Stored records
----------------

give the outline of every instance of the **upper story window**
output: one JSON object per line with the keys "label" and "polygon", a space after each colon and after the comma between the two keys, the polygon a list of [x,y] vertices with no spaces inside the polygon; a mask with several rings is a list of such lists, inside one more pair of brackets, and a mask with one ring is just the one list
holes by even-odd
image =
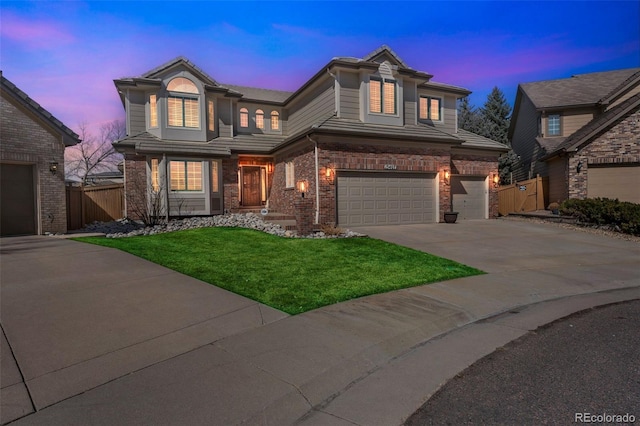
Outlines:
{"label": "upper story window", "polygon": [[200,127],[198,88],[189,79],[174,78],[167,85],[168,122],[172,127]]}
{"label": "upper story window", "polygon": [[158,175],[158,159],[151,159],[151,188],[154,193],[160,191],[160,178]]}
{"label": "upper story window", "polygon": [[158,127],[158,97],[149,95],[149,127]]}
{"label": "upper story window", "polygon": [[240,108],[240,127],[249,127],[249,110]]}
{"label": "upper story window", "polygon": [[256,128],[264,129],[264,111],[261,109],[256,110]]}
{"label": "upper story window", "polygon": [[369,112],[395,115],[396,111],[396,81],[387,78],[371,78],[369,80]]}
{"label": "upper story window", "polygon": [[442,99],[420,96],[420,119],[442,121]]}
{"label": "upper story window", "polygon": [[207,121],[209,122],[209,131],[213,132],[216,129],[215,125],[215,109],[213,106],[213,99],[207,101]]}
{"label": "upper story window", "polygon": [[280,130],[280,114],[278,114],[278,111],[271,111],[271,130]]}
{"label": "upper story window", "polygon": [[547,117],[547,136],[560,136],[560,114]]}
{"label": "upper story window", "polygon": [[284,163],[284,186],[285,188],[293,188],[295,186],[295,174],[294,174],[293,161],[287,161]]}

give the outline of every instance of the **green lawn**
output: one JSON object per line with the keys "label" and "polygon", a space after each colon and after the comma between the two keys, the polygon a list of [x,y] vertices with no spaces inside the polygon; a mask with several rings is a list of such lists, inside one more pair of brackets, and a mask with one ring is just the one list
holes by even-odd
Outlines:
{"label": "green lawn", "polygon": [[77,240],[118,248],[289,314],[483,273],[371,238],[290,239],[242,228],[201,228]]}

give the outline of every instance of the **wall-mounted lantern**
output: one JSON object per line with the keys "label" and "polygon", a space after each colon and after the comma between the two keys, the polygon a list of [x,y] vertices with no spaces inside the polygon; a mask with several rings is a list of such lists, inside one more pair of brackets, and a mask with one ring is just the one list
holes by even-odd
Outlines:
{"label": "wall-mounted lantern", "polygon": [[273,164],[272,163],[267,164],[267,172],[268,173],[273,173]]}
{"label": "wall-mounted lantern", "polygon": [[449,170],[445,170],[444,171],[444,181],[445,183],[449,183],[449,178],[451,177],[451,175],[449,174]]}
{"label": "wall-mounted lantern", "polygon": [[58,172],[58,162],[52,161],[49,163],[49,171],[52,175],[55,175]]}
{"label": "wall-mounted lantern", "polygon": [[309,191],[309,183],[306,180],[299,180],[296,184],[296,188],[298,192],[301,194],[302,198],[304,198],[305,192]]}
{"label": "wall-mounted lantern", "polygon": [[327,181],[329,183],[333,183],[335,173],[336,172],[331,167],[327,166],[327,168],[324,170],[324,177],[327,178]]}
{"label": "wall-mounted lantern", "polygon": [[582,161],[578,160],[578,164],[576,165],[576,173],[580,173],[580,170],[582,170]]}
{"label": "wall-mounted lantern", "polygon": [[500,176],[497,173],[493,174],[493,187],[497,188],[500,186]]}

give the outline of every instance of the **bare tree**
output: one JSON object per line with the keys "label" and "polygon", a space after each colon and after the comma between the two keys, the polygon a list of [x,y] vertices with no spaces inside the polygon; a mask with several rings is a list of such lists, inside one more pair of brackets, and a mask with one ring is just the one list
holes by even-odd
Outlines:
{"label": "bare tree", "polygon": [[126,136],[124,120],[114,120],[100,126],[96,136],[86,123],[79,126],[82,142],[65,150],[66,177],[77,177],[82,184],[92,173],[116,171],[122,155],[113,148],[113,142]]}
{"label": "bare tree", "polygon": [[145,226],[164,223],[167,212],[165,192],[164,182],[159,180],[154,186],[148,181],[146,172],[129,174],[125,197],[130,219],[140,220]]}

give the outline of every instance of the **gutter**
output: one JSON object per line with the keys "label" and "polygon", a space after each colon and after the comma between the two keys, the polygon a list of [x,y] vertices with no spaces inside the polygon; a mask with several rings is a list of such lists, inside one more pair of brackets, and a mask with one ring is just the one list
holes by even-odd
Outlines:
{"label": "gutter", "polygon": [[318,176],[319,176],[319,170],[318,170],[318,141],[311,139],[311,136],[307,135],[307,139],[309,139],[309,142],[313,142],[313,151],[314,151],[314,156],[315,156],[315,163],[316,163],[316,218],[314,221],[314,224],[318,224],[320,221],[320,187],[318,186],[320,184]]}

----------------

◆ **WORK ITEM**
There is a run of lines above from the one with "give the outline of every instance of the **green" to the one with "give the outline of every instance of the **wall-mounted"; print exactly that run, both ends included, and nothing else.

◆ **ANSWER**
give the outline of every instance of the **green lawn**
output: one JSON object per line with the keys "label" and "polygon", a space after each colon and after the comma between the two keys, the polygon a list of [x,y] vertices with no spaces inside the polygon; a mask with several rings is a list of such lists, inside one more pair of brackets, and a mask with one ring is just the one list
holes by even-odd
Outlines:
{"label": "green lawn", "polygon": [[77,240],[118,248],[289,314],[483,273],[371,238],[290,239],[242,228],[201,228]]}

give the outline of every instance of the **wall-mounted lantern**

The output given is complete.